### [EXTRAIT PRÉSENTÉ]

—————

Les médias qui relatent cet épisode font tous état d’une « désobéissance » aux ordres de François Meyer. C’est le cas du journal Le Figaro ou encore de RMC radio. Le premier évoque un officier qui « a outrepassé les ordres »[6] quand la seconde parle d’un « général français décoré…pour avoir désobéi »[7]. Dans le discours que prononce le président de la République, en septembre 2021, à l’occasion de la Journée nationale d’hommage aux harkis, Emmanuel Macron présente un homme qui a choisi « d'exfiltrer par ses propres moyens ses hommes et leurs familles vers la métropole, en contradiction flagrante avec les directives officielles ». C’est à cette même occasion que le Président élève François Meyer à la dignité de Grand-Croix dans l’Ordre de la Légion d'honneur".

—————

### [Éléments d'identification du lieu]
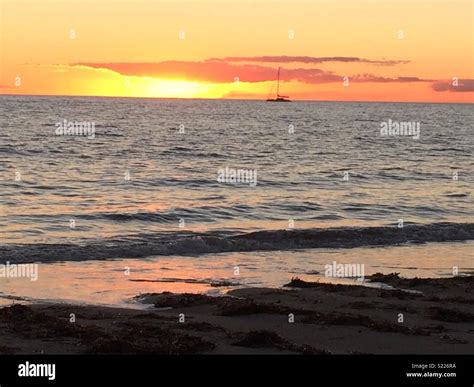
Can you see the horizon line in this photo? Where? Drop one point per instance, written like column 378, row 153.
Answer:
column 231, row 99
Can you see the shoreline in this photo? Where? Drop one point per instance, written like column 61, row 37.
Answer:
column 425, row 316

—————

### [TRAVAIL À RÉALISER]
Reprenez l'extrait consacré à François Meyer et aux harkis à la suite de sa dernière phrase, puis poursuivez-en la rédaction.

### [RÉSULTAT FINAL]
Cette représentation, qui a tendance désormais à être acceptée « officiellement », mérite cependant d’être nuancée sinon contredite. En effet, si, effectivement, son action n’apparaît pas pas en conformité avec le plan de transfert officiel et les directives émises au printemps 1962, il convient de noter que ce plan a été conçu à un moment où les autorités gouvernementales estimaient que les accords d’Evian entraîneraient une période « d’accalmie ». La période de troubles et de violences[8] qui succède à la signature de ces accords a pour conséquence une large mansuétude face au non-respect des directives par les militaires, ce qui permet à ces derniers de rapatrier des dizaines de milliers de harkis (mais aussi de supplétifs algériens). Ainsi, selon François-Xavier Hautreux, auteur de la thèse de référence sur les harkis, « Le 21 juillet 1962, 12 000 Algériens ont été transférés en France par l’armée. Ils sont plus de 20 000 en décembre de la même année, et encore 6 600 de plus dans le courant de 1963. Parmi eux, les anciens harkis et leurs familles forment le groupe le plus nombreux (69,5 %) – les moghaznis[9] (11,8 %), GMS [Groupes mobiles de sécurité[10]] (13,4 %), et civils (5,2 %) contribuant à délimiter les contours du groupe originel des réfugiés « Français musulmans » d’Algérie (…) Le ministère des Armées et l’état-major savent parfaitement que les officiers ont ignoré délibérément les directives ; (…) ». « La comparaison brute entre le nombre de réfugiés algériens transférés par l’armée (environ 28 000) et ceux ayant gagné la France par leurs propres moyens (de 30 000 à 50 000 personnes) confirme les insuffisances du plan de transfert officiel »[11].

Les soldats nord-africains des commandos de chasse ont été rapatriés en urgence par l’armée, car ils comptaient souvent parmi eux des membres du FLN retournés qui risquaient de subir plus que les autres des représailles. Il n’apparaît pas que l’armée française se soit opposée aux opérations de rapatriement.

Ainsi, la doxa mémorielle tend à oublier que l’armée a officiellement transféré près de 28 000 Algériens. On ne peut parler de désobéissance pour désigner les harkis rapatriés car les directives de rapatriement n’ont jamais pu être appliquées à la lettre : trop lourdes, trop bureaucratiques (il fallait prouver que l’on était menacé), trop centralisées au regard de l’urgence de la flambée de violence à partir du mois d’avril 1962.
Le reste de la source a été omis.